=== Source document ===
-.-.-
# Brand Name help...



## BrazenGTO (Apr 6, 2007)

I'm looking at getting a car bra for my GTO for the long trips i take in it. Which brand do most people have? LeBra? Colgan?


----------



## BV GTO (Jul 14, 2006)

I have LeBra. I too, use it on trips.


----------



## BrazenGTO (Apr 6, 2007)

BV GTO said:


> I have LeBra. I too, use it on trips.


How is the fit? Is it too tight or not tight at all? and How much did you get it for?


----------



## BV GTO (Jul 14, 2006)

I paid $59.99 from ForMyCar.com.
Cool weather makes it a little tight to hook it into the fender wells but I know it won't flap in the breeze.

When you first get it, let it sit in the sun for a while to make it easier to put on and keep it on all day.

I bought a little weekend bag to store it in and keep it in my trunk.










I NEVER leave it on, just put it on for long freeway drives.


----------



## flyer469 (May 19, 2006)

Get a clear bra!


----------



## Jekyl n Hyde (Apr 9, 2006)

I bought a Colgan for road trips after numerous rock chips and flying pieces of truck tire...I have been really happy with the Colgan. On or off in 2 or 3 minutes and if fits perfectly.


----------



## BrazenGTO (Apr 6, 2007)

BV GTO said:


> I paid $59.99 from ForMyCar.com.
> Cool weather makes it a little tight to hook it into the fender wells but I know it won't flap in the breeze.
> 
> When you first get it, let it sit in the sun for a while to make it easier to put on and keep it on all day.
> ...


Thank you for the pic. I have had Lebra in the past and wasn't sure if there was a better one or not the the GTO.


----------



## BrazenGTO (Apr 6, 2007)

flyer469 said:


> Get a clear bra!


I was thinking about it. I really only need it for the freeway trips. But, just in case, how much do clear bra's usually run for our cars?
-.-.-
=== Listed records ===
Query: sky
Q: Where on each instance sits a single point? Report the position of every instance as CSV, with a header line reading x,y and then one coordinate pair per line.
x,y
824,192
-.-.-
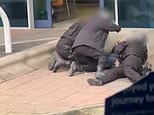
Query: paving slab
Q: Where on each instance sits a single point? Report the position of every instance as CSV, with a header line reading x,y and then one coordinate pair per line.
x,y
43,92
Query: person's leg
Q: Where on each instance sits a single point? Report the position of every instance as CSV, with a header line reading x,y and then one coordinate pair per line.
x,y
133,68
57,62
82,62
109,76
-.-.-
Write what follows in the car bra forum thread, starting after its last post. The rows are separate material and have no connection to the car bra thread.

----------



## Guest (Jun 6, 2007)

*Bra*

I got one yesterday from Colegen [ I think that is the name ]
It is kind of hard to install, really had to let it sit in the sun for several hours to let it soften up and stretch.
The other problem are the metal clips that attach the bra to the car. They just don't fit right and you have to bend, shape and play around with them for a long time in order to make them hold tight. The hood part goes on easy.
One more item, if your car gets wet. Remove the bra and let it dry out and then put it back on. if you don't take it off you could end up with a car with a slightly different color around the nose, Remove it when you wash the car . I found this out when I had a Bra on my Subaru.


----------



## Guest (Jun 6, 2007)

*bra*

One more item.
if you have a Licence plate on the front !!! make sure you get one with the cut out for it


----------



## BrazenGTO (Apr 6, 2007)

wildhotgoat said:


> One more item.
> if you have a Licence plate on the front !!! make sure you get one with the cut out for it


Thank you for the info. My state doesn't require the front license plate so i have never had it put on.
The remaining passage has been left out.